Why Preventable Adverse Drug Reactions Still Occur
There is no single cause behind preventable adverse drug reactions. Instead, they arise from a combination of systemic and human factors.
Lack of accessible ADR history
Adverse drug reactions may be documented in safety databases or case reports, but this information is not always integrated into clinical workflows. As a result, healthcare professionals may unknowingly prescribe a drug that previously caused harm.
Fragmented healthcare systems
Patients often receive care from multiple providers. Without centralised and interoperable systems, critical safety information can be lost between visits, institutions, or even countries.
Patient awareness and recall
Patients play a key role in preventing repeated exposure. However, many do not remember the exact name of the medication or may not recognise the importance of reporting past adverse drug reactions.
Limited integration of pharmacovigilance data
Pharmacovigilance systems are highly effective at detecting and analysing safety signals. However, their integration into real-time clinical decision-making remains limited.
The Role of Pharmacovigilance in Preventing Repeat Harm
Preventable adverse drug reactions highlight a gap between signal detection and risk prevention. Pharmacovigilance professionals are at the centre of this gap. While they collect and assess valuable safety data, this information does not always translate into actionable insights at the point of care. To reduce preventable adverse drug reactions, pharmacovigilance must evolve beyond data collection. It should also focus on:
- Supporting systems that make ADR history easily accessible
- Promoting communication between healthcare providers
- Encouraging patient education and engagement
- Contributing to risk minimisation strategies that extend into clinical practice
From Case Detection to Risk Prevention
The case identified through literature monitoring serves as a reminder that detecting adverse drug reactions is not enough. Even when a reaction is known, documented, and analysed, patients may still be re-exposed to the same risk.
........
Reproduce the adverse drug reaction text word for word, from "Lack of accessible" up to and including "past adverse drug reactions.". The records play no role here.
........
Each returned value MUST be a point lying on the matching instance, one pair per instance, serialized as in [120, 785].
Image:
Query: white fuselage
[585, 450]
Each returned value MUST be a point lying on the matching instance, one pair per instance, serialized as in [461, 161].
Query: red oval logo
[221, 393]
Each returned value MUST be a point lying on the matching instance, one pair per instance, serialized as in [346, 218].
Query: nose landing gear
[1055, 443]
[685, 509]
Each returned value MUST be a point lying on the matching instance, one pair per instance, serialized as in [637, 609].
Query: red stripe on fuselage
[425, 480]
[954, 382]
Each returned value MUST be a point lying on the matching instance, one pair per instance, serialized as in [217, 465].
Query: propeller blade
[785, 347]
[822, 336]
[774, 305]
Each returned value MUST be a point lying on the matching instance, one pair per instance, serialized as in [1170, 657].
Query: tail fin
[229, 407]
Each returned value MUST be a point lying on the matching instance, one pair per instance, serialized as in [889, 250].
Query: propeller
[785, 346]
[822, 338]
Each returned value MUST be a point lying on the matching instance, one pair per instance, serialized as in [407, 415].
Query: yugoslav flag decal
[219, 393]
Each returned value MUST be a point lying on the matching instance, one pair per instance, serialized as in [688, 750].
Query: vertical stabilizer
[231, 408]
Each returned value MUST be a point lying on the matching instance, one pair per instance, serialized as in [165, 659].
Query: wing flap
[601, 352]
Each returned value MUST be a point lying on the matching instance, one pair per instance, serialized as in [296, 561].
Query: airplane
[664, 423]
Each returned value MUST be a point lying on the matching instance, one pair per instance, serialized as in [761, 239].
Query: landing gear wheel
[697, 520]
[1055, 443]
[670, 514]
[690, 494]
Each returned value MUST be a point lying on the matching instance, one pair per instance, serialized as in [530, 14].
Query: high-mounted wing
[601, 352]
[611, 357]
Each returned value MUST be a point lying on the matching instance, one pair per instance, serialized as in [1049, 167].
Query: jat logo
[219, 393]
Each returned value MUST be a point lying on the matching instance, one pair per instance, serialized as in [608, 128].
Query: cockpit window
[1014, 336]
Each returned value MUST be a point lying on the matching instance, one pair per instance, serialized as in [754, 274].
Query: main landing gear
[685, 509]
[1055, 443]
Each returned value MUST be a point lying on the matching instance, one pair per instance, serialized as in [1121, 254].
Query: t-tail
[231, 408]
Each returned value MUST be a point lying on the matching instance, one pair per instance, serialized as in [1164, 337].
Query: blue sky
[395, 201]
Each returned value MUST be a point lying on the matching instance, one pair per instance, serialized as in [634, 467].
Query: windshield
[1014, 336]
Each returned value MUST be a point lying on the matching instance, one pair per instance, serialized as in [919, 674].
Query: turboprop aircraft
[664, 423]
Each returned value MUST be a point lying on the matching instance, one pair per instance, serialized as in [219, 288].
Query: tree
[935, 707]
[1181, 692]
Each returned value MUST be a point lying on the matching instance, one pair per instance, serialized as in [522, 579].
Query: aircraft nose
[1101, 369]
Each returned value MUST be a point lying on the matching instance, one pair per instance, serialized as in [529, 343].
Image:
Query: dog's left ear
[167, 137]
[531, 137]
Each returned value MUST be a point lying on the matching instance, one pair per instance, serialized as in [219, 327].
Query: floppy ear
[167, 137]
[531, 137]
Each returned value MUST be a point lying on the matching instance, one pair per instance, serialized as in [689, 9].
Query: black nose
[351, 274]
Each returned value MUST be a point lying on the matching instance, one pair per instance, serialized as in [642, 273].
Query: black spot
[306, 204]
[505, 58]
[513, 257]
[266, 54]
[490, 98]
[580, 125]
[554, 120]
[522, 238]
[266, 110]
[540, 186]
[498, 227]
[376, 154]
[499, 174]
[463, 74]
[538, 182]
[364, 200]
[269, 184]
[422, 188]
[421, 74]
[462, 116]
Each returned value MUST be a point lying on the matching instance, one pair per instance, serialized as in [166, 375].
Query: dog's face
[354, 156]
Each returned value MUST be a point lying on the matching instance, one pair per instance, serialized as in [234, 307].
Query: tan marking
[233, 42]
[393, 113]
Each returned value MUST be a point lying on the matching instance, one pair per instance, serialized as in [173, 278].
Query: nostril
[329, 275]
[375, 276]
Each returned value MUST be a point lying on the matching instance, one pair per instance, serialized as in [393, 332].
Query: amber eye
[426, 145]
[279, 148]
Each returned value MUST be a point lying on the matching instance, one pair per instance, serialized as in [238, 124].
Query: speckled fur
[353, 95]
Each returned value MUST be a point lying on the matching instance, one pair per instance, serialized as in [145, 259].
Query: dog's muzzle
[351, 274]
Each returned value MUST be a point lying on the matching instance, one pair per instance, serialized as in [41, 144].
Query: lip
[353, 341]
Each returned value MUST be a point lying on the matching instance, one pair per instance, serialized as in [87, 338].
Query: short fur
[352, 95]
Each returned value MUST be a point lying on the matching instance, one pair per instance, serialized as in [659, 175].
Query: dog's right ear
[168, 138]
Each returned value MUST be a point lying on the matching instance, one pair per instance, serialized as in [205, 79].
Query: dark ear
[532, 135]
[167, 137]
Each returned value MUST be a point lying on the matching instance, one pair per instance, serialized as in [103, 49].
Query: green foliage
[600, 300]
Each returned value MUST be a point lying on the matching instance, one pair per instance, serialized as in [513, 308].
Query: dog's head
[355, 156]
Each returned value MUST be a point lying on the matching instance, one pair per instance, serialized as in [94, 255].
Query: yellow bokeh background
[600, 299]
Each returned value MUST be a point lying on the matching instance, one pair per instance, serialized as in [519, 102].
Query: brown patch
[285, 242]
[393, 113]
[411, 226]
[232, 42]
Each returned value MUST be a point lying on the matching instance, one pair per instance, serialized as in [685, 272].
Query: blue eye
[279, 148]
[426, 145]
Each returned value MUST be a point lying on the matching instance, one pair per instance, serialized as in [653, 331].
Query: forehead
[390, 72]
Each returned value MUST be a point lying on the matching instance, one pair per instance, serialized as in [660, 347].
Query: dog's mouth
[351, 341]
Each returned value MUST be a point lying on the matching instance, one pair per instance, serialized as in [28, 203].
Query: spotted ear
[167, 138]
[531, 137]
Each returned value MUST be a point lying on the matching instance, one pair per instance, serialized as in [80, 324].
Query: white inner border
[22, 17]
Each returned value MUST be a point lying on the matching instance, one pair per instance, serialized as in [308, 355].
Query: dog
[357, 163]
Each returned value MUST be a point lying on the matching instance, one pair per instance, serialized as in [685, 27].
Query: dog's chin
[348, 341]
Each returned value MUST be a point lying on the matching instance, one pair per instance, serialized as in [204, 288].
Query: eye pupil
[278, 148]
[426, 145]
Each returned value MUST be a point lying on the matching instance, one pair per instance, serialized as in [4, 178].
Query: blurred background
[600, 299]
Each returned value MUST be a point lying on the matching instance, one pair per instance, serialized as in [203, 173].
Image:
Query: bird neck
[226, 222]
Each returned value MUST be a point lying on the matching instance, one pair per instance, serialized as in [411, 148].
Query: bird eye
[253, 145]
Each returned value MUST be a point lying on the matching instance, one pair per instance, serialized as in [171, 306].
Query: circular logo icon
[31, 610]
........
**Finished task**
Lack of accessible ADR history
Adverse drug reactions may be documented in safety databases or case reports, but this information is not always integrated into clinical workflows. As a result, healthcare professionals may unknowingly prescribe a drug that previously caused harm.
Fragmented healthcare systems
Patients often receive care from multiple providers. Without centralised and interoperable systems, critical safety information can be lost between visits, institutions, or even countries.
Patient awareness and recall
Patients play a key role in preventing repeated exposure. However, many do not remember the exact name of the medication or may not recognise the importance of reporting past adverse drug reactions.